Excerpt to read:
- Opening Delimiter -

Triggers are stimuli that can set off a mast cell response, potentially leading to a mast cell attack. Avoidance of various triggers (things that can set off a mast cell attack) can do much to improve quality of life and reduce the need for medication, but that is often easier said than done, as the triggers can be almost anything, including:
|· Alcohol||· Friction|
|· Anesthetic agents||· Heat|
|· Antibiotics||· Infection with viruses, bacteria or fungi|
|· Bacteria or fungi||· Mold|
|· Certain foods||· MSG|
|· Cold||· Narcotics|
|· Colors & flavorings in foods||· Perfumes|
|· Colors & flavorings in medicines||· Pesticides|
|· Emotional upset||· Plasma expanders (i.e. dextran)|
|· Environmental toxins||· Preservatives|
|· Exercise||· Room freshener sprays|
|· Fatigue||· Stress|
|· Fever||· Sunlight|
There is great variation from person to person in what is a trigger, and even within the same person. The triggers may change day-to-day – that is, heat may set off an attack on one day, but not on other days. The above list is not complete, but is meant to show the wide range of triggers that affect mast cells.

- Closing Delimiter -

Work task 1:
Translate this sentence from the passage on mast cell triggers into Spanish: "There is great variation from person to person in what is a trigger, and even within the same person."
Work task 2:
Resume the passage on mast cell triggers, writing on from its final sentence.
The items that come next have no connection to the passage on mast cell triggers.

Data extract:
- Opening Delimiter -

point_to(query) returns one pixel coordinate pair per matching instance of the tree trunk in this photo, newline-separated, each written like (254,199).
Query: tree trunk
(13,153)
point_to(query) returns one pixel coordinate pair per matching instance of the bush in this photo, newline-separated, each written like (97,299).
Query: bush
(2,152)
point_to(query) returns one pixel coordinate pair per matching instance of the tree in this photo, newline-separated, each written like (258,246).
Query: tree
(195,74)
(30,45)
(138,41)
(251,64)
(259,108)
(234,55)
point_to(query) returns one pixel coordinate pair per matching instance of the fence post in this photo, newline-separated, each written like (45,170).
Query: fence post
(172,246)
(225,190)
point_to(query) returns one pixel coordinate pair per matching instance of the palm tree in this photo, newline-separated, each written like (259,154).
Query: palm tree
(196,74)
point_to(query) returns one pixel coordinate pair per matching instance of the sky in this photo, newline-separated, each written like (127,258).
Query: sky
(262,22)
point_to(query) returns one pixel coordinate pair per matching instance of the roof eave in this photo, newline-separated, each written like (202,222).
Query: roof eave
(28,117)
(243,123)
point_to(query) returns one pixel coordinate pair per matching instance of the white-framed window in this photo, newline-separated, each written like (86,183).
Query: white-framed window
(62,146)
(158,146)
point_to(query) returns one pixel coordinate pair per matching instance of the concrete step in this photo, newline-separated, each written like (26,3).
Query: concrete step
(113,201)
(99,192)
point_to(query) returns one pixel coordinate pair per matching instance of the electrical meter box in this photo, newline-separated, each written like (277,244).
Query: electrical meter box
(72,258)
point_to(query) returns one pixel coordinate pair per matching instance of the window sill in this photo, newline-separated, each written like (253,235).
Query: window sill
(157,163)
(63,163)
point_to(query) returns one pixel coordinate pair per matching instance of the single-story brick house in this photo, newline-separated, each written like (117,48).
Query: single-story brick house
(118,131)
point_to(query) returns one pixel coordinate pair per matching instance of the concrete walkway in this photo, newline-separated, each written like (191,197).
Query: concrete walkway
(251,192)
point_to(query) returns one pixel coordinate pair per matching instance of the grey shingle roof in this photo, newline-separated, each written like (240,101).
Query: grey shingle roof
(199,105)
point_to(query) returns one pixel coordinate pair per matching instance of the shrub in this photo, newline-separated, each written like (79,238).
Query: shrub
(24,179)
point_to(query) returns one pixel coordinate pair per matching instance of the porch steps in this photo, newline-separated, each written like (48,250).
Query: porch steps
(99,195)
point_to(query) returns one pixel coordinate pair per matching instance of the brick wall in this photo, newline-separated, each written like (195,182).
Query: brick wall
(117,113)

- Closing Delimiter -

Your response 1:
Hay una gran variación de una persona a otra en lo que constituye un desencadenante, e incluso dentro de la misma persona.

Your response 2:
Some people with the indolent form of Mastocytosis, and/or people with Mast Cell Activation Disorder or Syndrome, have been told by some physicians that they can expect a nearly normal life expectancy, as long as they keep themselves as stable as possible by avoiding triggers and taking medications as prescribed. However, since it is not clear what is causing mast cell activation in patients with MCAD, this may not apply. Mast Cell Diseases are extremely unpredictable, and some people can very quickly develop acute symptoms that may require immediate medical attention. That is why it is advisable to stay within range of a medical facility, and to carry a written protocol from your Mast Cell Disease specialist for emergency care.
How Are Mast Cell Diseases Diagnosed?
Mast cell diseases can be diagnosed by:
- Blood tests
- Bone marrow biopsies with aspirate flow cytometry
- Bone scans
- Careful evaluation of response to treatment
- Radiologic scans
- Skin biopsies
How Are Mast Cell Diseases Treated?
While a few people manage to remain stable and healthy by avoiding dietary and environmental triggers, many people with mast cell disease take a medication protocol that involves some or all of the following:
- H1 blockers – antihistamines like hydroxyzine (Atarax®), diphenhydramine (Benadryl®), or Doxepin®
- H2 blockers – antihistamines like ranitidine (Zantac®) or famotidine (Pepcid®)
- Leukotriene inhibitors like Singulair®, Accolate®, or Zyflo®
- Mast cell stabilizers like oral cromolyn sodium (Gastrocrom®) or Ketotifen (Apo®-Ketotifen, Zaditen®)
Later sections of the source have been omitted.